= Exercise 1 =
In the Lenten reflection, what does the speaker say the time of enforced separation has highlighted?
= Exercise 2 =
Extend the Lenten reflection, picking up after its final sentence.

= Passage given =
━━━━━━━━━━
Almost all of our religious practices and rituals are designed to be in community… in physical proximity to one another. And yet, here we are, participating in rituals ancient and new. Gathered together in this virtual space, not knowing how much longer we will be asked to do so. I think this time of enforced separation from one another has highlighted just how important gathering together as a community of faith is. Can we use this time as fallow time… to be pondering what it means to be followers of Jesus? I wonder what path we will take once we are allowed to congregate together once again? Will we take the path of going right back to ‘normal’ whatever normal is? Or will we seek to create a new normal… more in balance with the earth… with one another… Where loving God and loving neighbour will be lived out in new and creative ways.

As we move through this last week of Lent I would encourage all of us to walk in that path that Jesus walked before us. The path that ultimately led to his death on a cross.
But that was not the end for Jesus and that need not be the end for us. We can rise again in new life just as Jesus did. We can spread the Good News that Jesus taught us.
━━━━━━━━━━
= Material =
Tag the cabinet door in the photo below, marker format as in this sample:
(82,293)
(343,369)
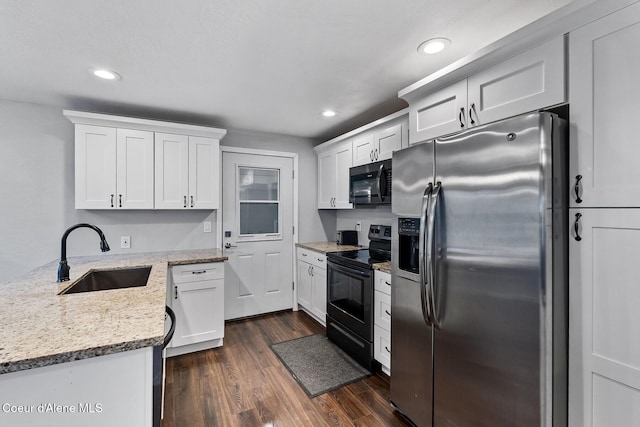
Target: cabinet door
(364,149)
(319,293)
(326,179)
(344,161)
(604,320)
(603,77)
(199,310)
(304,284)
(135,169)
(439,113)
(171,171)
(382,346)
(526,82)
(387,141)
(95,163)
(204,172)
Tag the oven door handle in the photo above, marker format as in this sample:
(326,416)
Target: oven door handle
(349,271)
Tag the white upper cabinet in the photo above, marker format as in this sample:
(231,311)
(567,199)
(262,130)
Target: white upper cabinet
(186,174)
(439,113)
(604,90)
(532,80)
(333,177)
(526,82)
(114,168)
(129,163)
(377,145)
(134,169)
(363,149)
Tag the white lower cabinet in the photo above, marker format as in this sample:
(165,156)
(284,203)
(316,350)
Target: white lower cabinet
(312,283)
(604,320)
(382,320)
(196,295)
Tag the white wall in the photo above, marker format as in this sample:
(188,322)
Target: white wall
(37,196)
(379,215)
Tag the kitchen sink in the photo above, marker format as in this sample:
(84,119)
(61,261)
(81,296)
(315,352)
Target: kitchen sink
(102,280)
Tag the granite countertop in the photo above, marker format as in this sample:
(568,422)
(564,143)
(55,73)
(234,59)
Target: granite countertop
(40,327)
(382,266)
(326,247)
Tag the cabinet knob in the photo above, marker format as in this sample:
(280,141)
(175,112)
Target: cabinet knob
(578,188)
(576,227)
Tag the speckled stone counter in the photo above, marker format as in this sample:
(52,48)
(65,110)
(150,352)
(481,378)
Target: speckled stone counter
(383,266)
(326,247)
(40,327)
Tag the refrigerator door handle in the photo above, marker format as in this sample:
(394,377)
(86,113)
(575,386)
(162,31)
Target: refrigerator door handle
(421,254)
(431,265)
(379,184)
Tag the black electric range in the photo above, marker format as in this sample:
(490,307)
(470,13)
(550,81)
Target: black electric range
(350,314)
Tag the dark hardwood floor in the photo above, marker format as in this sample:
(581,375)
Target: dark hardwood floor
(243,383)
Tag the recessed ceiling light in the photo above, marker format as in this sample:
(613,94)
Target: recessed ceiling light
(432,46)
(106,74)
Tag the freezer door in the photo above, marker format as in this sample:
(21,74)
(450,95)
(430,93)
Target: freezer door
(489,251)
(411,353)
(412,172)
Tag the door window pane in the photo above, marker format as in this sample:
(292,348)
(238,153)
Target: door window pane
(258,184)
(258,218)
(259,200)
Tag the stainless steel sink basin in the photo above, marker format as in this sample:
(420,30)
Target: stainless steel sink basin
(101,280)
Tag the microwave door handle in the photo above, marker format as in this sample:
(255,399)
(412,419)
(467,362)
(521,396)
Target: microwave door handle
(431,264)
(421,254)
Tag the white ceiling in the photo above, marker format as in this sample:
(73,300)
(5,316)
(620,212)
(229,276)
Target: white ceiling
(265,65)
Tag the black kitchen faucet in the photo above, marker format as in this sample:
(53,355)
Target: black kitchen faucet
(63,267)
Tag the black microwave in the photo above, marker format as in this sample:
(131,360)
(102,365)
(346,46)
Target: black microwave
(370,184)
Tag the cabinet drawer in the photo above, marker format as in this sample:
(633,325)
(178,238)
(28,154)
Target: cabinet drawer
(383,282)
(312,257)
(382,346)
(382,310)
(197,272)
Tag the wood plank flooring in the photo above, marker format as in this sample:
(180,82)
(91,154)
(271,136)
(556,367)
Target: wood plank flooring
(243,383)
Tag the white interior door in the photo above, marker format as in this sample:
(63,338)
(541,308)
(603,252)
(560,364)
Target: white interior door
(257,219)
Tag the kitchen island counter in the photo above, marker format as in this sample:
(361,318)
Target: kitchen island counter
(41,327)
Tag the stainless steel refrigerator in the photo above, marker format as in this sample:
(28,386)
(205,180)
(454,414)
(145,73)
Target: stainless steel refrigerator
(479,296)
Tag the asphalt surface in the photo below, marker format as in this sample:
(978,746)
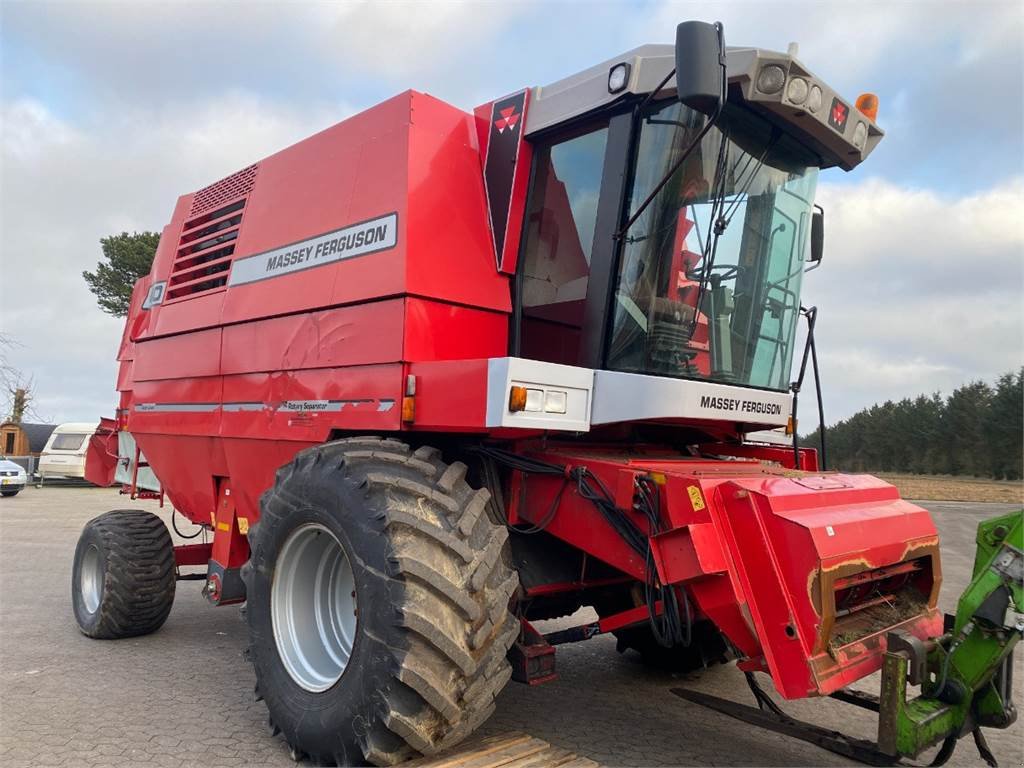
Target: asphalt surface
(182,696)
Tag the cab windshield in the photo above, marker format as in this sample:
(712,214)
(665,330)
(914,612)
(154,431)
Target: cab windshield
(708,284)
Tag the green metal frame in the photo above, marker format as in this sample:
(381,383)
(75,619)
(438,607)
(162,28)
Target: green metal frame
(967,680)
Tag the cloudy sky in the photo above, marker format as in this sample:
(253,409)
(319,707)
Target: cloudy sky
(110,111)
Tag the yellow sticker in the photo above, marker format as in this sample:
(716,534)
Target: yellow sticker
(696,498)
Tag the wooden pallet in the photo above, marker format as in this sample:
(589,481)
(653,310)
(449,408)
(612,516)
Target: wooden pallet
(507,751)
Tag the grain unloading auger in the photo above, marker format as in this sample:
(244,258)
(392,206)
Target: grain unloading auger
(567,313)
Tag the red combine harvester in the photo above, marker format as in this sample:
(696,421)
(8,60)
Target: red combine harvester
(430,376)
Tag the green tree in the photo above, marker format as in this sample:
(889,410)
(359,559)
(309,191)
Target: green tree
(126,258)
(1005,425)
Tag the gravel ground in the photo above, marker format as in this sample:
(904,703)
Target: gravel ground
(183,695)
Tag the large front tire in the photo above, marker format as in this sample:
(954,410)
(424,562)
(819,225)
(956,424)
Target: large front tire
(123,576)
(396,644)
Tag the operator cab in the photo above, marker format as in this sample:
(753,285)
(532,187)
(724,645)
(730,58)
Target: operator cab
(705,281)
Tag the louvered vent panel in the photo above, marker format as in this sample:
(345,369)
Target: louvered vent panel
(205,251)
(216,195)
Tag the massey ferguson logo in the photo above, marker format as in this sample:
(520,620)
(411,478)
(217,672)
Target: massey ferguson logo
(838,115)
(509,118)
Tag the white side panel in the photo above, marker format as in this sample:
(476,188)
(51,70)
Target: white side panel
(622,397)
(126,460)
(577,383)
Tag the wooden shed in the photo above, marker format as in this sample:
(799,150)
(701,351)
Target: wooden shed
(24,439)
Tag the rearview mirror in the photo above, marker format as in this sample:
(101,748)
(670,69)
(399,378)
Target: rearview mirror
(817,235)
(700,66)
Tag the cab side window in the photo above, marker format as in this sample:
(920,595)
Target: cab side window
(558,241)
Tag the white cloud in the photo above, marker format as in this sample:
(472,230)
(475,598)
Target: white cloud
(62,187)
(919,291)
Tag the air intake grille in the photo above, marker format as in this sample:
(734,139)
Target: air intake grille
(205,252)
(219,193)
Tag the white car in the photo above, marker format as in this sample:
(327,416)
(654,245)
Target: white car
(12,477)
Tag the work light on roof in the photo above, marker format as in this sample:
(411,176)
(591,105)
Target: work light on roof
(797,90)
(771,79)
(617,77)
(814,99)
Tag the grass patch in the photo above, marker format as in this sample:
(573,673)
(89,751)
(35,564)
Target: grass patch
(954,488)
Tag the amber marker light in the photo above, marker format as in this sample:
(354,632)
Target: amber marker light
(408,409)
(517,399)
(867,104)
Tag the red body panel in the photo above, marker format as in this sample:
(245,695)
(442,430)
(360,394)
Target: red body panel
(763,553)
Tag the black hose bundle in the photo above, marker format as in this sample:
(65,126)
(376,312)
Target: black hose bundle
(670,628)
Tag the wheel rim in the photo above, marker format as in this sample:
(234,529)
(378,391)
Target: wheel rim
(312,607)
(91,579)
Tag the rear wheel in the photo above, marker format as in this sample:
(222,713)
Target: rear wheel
━━━━━━━━━━
= Output 1 =
It has highlighted how important it is to gather together as a community of faith.

= Output 2 =
We can be the people that God intended us to be.

I am going to close with the BLESSING OF PALMS; it’s written by Jan Richardson:

This blessing
can be heard coming
from a long way off.
This blessing
is making
its steady way
up the road
toward you.
This blessing
blooms in the throats
of women,
springs from the hearts
of men,
tumbles out of the mouths
of children.
This blessing
is stitched into
the seams
of the cloaks
that line the road,
etched into
the branches
that trace the path,
echoes in
the breathing
of the willing colt,
the click
of the donkey’s hoof
against the stones.
Something is rising
beneath this blessing.
Something will try
to drown it out.
But this blessing
cannot be turned back,
cannot be made
to still its voice,
cannot cease
to sing its praise
of the One who comes
along the way
it makes.
—Jan Richardson
from Circle of Grace: A Book of Blessings for the Seasons

Thanks be to God for these promises, and thanks be to God for you. Amen.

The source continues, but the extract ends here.